Exercise directions ::
Ignoring the pictures, copy the data exactly.

Input material ::
>>>>>
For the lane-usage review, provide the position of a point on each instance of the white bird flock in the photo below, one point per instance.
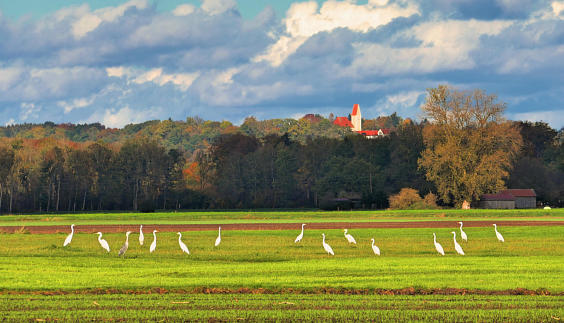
(375, 249)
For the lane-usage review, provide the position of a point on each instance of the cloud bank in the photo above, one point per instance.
(132, 63)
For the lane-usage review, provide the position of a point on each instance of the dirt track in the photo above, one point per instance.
(269, 226)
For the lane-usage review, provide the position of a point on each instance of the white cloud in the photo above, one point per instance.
(215, 7)
(114, 118)
(304, 20)
(554, 118)
(68, 106)
(557, 7)
(182, 80)
(90, 21)
(183, 10)
(9, 77)
(445, 45)
(29, 110)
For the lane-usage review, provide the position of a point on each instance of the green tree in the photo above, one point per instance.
(469, 146)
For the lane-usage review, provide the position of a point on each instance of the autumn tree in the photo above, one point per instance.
(469, 146)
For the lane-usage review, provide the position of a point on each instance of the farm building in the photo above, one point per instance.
(509, 199)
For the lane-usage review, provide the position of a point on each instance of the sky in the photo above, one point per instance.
(120, 62)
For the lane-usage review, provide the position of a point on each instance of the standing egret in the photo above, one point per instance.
(327, 247)
(457, 247)
(141, 237)
(69, 237)
(300, 236)
(218, 240)
(438, 245)
(350, 238)
(125, 245)
(497, 234)
(462, 233)
(103, 242)
(182, 245)
(154, 243)
(375, 248)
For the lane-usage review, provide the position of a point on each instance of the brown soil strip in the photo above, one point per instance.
(114, 228)
(316, 291)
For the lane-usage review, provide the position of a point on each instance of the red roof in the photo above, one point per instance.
(521, 192)
(355, 110)
(343, 122)
(368, 132)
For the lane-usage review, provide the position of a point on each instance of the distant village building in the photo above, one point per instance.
(509, 199)
(355, 123)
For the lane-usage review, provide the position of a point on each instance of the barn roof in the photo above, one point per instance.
(502, 196)
(521, 192)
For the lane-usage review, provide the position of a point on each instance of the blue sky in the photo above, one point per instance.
(120, 62)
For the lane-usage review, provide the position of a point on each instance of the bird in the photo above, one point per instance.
(69, 237)
(141, 237)
(218, 240)
(125, 245)
(438, 245)
(375, 248)
(497, 234)
(300, 236)
(462, 233)
(327, 247)
(457, 247)
(182, 244)
(154, 243)
(350, 238)
(103, 242)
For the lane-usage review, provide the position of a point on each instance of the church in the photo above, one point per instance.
(355, 123)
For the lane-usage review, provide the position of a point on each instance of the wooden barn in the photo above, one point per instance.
(509, 199)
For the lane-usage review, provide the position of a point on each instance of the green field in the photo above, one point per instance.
(43, 280)
(291, 216)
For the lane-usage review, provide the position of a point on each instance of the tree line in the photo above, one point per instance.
(464, 149)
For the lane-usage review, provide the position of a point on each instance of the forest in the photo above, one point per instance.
(199, 164)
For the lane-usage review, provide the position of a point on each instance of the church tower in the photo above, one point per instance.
(356, 119)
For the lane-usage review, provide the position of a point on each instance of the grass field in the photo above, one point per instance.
(43, 280)
(293, 216)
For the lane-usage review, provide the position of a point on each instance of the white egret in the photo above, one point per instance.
(103, 242)
(457, 247)
(350, 238)
(327, 247)
(497, 234)
(462, 233)
(300, 236)
(375, 248)
(141, 236)
(125, 245)
(182, 245)
(438, 245)
(218, 240)
(69, 237)
(154, 243)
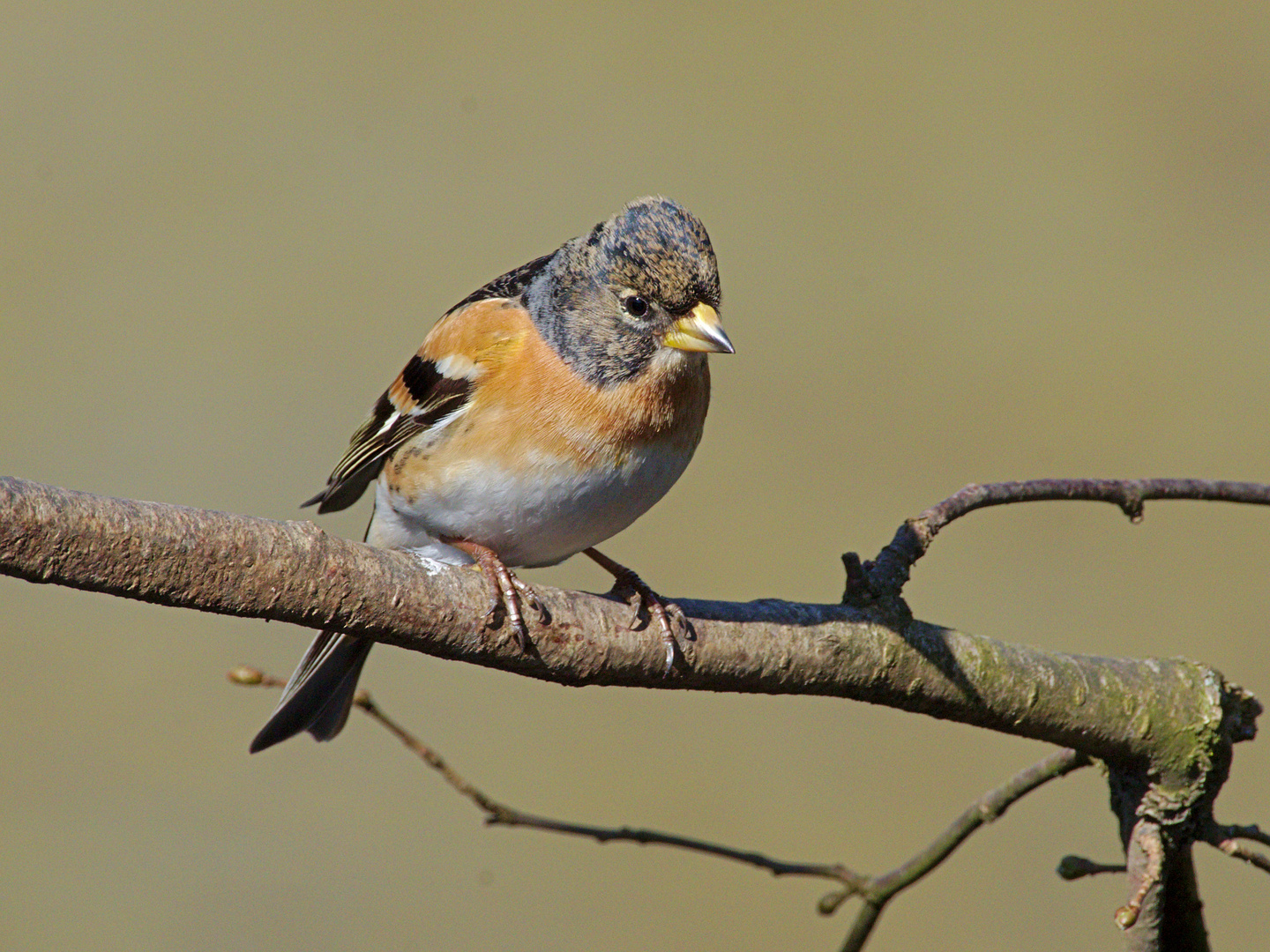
<<<<<
Answer to this problem ::
For the lane-usage review, provide the position of a point on each instance of the white bird flock in the photo below, one point per instance.
(375, 249)
For the lane-usage review, provide the position of a point on each instance of the cloud bank in the photo above, one point per instance.
(132, 63)
For the lane-usage review, provide the position of a point on each instance of the dirt track in the photo above, one point per instance.
(269, 226)
For the lane-usage review, provide the position of a point on each instance of the white cloud in the photo above, one point per instance.
(215, 7)
(114, 118)
(304, 20)
(554, 118)
(68, 106)
(557, 7)
(182, 80)
(90, 21)
(183, 10)
(9, 77)
(445, 45)
(29, 110)
For the lane-usage review, provide the position of a point on each instance of the green tree in the photo above, one point per instance.
(469, 146)
For the lane-usage review, provide the position of a point on each instance of the autumn tree in the photo above, one point per instance.
(469, 146)
For the lane-usage review, provide the position of a point on each instance of the farm building in the photo above, one point per instance.
(509, 199)
For the lane-usage review, provide the position of a point on each instance of the sky in the photo above, one point per instance.
(120, 62)
For the lane-usage review, provide the position of a point on each instance of the standing egret in the photo above, one point per instance.
(327, 247)
(457, 247)
(141, 237)
(69, 237)
(300, 236)
(218, 240)
(438, 245)
(350, 238)
(125, 245)
(497, 234)
(462, 233)
(103, 242)
(182, 245)
(154, 243)
(375, 248)
For the lane-usage review, provide the position of a point on each instance of the brown soil strip in the photo above, one point per instance.
(114, 228)
(316, 291)
For the lane-usage review, provide the position of a point on each instance of the red roof in the photo above, one point per instance.
(521, 192)
(355, 110)
(343, 122)
(368, 132)
For the lane-usage review, provide the position of a point on each instance of the distant village building in the photo above, one point per instance.
(509, 199)
(355, 123)
For the lane-usage review, provide the position of a point on each instance of the barn roof in the photo above, one point per instance.
(502, 196)
(521, 192)
For the lane-usage review, provide the position of a point on each instance of the blue sky in the photo above, one point per instance.
(120, 62)
For the lane-usage review, provide the position of a point on each instance of the bird in the photo above, one point per instance.
(69, 237)
(141, 237)
(218, 240)
(125, 245)
(438, 245)
(375, 248)
(497, 234)
(300, 236)
(462, 233)
(327, 247)
(457, 247)
(182, 244)
(154, 243)
(350, 238)
(103, 242)
For the lane-usage review, provide the position of a point on each instance of the church in the photo above, one point per instance.
(355, 123)
For the lane-usage review, provide the position of a point on each instance of the wooden barn in the photo above, one point per instance.
(509, 199)
For the lane-usage review, provide the position of a point on each instance of the green field in the photo above, one point per instance.
(43, 280)
(291, 216)
For the lane-usage review, provide the position of a point on each instance of the tree line in the photo above, one point per instance.
(464, 149)
For the lane-usage review, provide the position of a point on each instance of the forest in the photo above, one point per instance.
(199, 164)
For the lane-usage review, provide the position of a point on each instance of the church tower in the photo above, one point per instance.
(356, 119)
For the lane-usage review, provide the position of a point on each instance of the grass field in the photo above, one point per instance.
(43, 280)
(293, 216)
For the lane-usage review, provide the position of a point on each instance of the white egret in the photo above, one point per instance.
(103, 242)
(457, 247)
(350, 238)
(327, 247)
(497, 234)
(462, 233)
(300, 236)
(375, 248)
(141, 236)
(125, 245)
(182, 245)
(438, 245)
(218, 240)
(69, 237)
(154, 243)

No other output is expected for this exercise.